==== Provided entries ====
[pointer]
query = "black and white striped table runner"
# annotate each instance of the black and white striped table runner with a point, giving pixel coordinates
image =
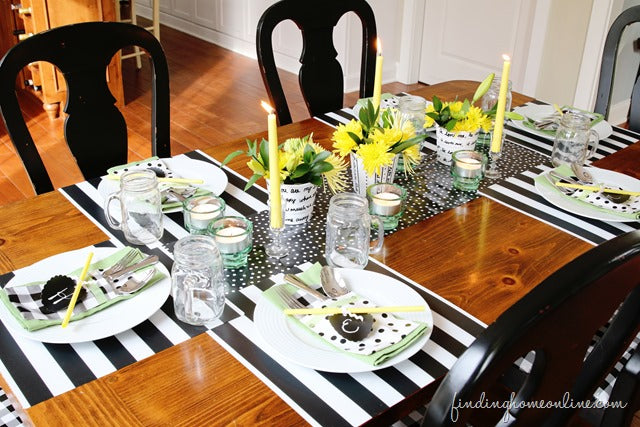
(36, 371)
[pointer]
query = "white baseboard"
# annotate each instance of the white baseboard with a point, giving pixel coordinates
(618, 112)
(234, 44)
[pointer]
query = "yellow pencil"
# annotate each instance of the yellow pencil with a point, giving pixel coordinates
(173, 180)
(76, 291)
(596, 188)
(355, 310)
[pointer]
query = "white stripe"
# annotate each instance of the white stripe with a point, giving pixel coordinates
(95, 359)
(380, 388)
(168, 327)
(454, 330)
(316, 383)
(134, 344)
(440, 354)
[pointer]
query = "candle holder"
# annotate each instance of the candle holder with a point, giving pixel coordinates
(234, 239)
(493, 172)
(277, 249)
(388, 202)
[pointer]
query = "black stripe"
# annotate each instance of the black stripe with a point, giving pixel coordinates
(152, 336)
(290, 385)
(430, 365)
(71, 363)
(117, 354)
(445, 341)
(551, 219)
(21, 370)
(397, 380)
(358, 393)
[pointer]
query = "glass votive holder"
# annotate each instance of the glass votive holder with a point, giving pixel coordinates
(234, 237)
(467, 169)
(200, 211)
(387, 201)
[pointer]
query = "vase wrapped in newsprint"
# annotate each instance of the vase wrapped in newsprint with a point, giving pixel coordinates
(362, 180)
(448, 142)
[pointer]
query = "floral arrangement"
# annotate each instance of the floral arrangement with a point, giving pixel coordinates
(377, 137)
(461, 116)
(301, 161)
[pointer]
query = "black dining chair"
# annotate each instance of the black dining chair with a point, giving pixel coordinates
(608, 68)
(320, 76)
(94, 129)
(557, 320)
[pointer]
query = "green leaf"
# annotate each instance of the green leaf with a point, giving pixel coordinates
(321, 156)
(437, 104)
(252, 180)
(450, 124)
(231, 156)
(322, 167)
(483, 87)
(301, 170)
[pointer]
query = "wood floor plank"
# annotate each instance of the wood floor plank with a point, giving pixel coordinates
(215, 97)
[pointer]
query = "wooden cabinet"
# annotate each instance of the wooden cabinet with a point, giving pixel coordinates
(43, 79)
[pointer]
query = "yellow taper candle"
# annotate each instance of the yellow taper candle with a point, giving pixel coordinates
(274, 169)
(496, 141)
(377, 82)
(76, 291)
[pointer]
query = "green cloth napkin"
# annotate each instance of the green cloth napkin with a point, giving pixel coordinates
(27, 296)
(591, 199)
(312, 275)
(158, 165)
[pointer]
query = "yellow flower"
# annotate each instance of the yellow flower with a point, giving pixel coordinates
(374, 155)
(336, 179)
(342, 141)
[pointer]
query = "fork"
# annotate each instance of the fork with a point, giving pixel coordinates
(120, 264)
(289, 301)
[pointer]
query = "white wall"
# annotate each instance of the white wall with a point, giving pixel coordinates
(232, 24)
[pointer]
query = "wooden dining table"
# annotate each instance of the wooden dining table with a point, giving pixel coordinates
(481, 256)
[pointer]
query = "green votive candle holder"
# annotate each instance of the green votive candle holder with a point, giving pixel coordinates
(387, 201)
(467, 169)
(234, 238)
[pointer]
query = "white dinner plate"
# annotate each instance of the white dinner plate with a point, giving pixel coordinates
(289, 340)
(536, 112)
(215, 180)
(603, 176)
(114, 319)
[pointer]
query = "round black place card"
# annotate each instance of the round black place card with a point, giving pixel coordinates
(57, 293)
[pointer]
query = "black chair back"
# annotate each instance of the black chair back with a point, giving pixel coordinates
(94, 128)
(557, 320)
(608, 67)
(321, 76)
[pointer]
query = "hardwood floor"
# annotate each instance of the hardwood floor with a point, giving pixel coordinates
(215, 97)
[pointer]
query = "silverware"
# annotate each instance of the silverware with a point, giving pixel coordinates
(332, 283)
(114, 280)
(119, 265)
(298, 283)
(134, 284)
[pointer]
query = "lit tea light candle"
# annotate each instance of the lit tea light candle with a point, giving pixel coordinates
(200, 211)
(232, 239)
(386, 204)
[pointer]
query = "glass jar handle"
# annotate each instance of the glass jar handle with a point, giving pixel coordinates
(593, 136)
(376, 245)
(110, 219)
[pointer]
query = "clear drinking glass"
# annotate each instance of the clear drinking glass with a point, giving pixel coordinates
====
Task directions:
Except for the pictures, give all the material above again verbatim.

Solution for this exercise:
[pointer]
query = "black and white striped table runner"
# annotate each instance of the black and white striped table runner with a point, giving pixel coordinates
image =
(36, 371)
[pointer]
query = "white baseboard"
# annotate each instance of the white baseboard with a point, giving pixel coordinates
(618, 112)
(234, 44)
[pointer]
query = "yellow pencil"
# annotate each instance of the yellow pencil with a point, giving pixel coordinates
(173, 180)
(76, 291)
(596, 188)
(355, 310)
[pointer]
query = "white stripe"
# annotate each instance of the white stripe with a point, giving pixel coordinates
(95, 359)
(380, 388)
(168, 327)
(454, 330)
(316, 383)
(134, 344)
(440, 354)
[pointer]
query = "candle holder"
# annotate each instance of the candle holder with a point, giving pixel coordinates
(234, 239)
(493, 172)
(277, 249)
(388, 202)
[pointer]
query = "black stripe"
# annotate each instance of the black stripe with a point, giving pixel coordinates
(152, 336)
(290, 385)
(430, 365)
(71, 363)
(117, 354)
(445, 341)
(551, 219)
(21, 370)
(397, 380)
(358, 393)
[pointer]
query = "glass votive holder"
# annotate each instance of the glass votive holder with a point, giving pixel coordinates
(234, 237)
(467, 169)
(200, 211)
(387, 201)
[pointer]
query = "vase wrapped in newsprint"
# annotate each instance of the vase wrapped in newsprint with a point, giving pixel coordinates
(362, 180)
(448, 142)
[pointer]
query = "floral arrangement"
# annotate each instance of the floral arrangement with a point, giving pixel coordinates
(377, 137)
(461, 116)
(301, 161)
[pointer]
query = "black dining chair"
# annotate each instance of the black dining chair with a point, giving pixel coordinates
(608, 68)
(320, 76)
(94, 129)
(557, 320)
[pointer]
query = "green leaf"
# annotate each instance of the green leaf with a point, giving pixel coordinates
(321, 156)
(437, 104)
(252, 180)
(450, 124)
(231, 156)
(322, 167)
(483, 87)
(301, 170)
[pointer]
query = "wood floor plank"
# annotate each instance of the wood floor plank with a point, giving pixel coordinates
(215, 97)
[pointer]
query = "wooden cabinet"
# annotate each instance of the wooden cabinet with a point, giving pixel coordinates
(43, 79)
[pointer]
query = "yellow taper candle"
# annotate each instance of the yellow taper candle with a point, giving pixel coordinates
(274, 169)
(496, 141)
(377, 82)
(76, 291)
[pointer]
query = "green cloth napkin"
# annotate each instance of the green cloth napkin with a point, giving pixel coordinates
(27, 296)
(591, 199)
(312, 275)
(158, 165)
[pointer]
query = "yellow flower"
# annotate each instance of the yellow flower with a point, giving pixel coordinates
(374, 155)
(336, 179)
(342, 141)
[pointer]
query = "fork"
# annotate each instance of the fork with a point, giving pixel coordinates
(120, 264)
(289, 301)
[pointer]
query = "white wall"
# annotate each instance of the white wall with a point, giving pixel coordinates
(232, 24)
[pointer]
query = "wooden dining table"
# annotate each instance of the wooden dining table with a point, giving pixel coordinates
(481, 256)
[pointer]
query = "green votive candle holder"
# annotate each instance of the green votive candle holder with a point, giving pixel coordinates
(387, 201)
(467, 169)
(234, 238)
[pointer]
query = "white dinner plate"
# annotate each instance of the white dinner plate with a point, giving pixel coordinates
(289, 340)
(536, 112)
(215, 180)
(603, 176)
(114, 319)
[pointer]
query = "round black place card"
# annotate each instance of the round black place card with a point, giving pixel coordinates
(57, 293)
[pointer]
query = "black chair back"
# annotate each instance of the black chair back with a point, giving pixel coordinates
(94, 128)
(557, 320)
(608, 67)
(321, 76)
[pointer]
query = "hardwood floor"
# annotate each instance of the hardwood floor with a point, giving pixel coordinates
(215, 97)
[pointer]
query = "silverware"
# annotate each instance of the silverware with a point, giving pixel coordinates
(332, 283)
(114, 280)
(119, 265)
(298, 283)
(134, 284)
[pointer]
query = "lit tea light candle"
# annotate each instance of the lit tea light candle with a point, giving pixel coordinates
(200, 211)
(232, 239)
(386, 204)
[pointer]
query = "glass jar handle"
# annotate each instance of the glass jar handle with a point, giving pixel coordinates
(593, 136)
(376, 245)
(110, 219)
[pointer]
query = "clear drinking glass"
# annotate each instance of the clear drinking glass with a point, giving pixel coordinates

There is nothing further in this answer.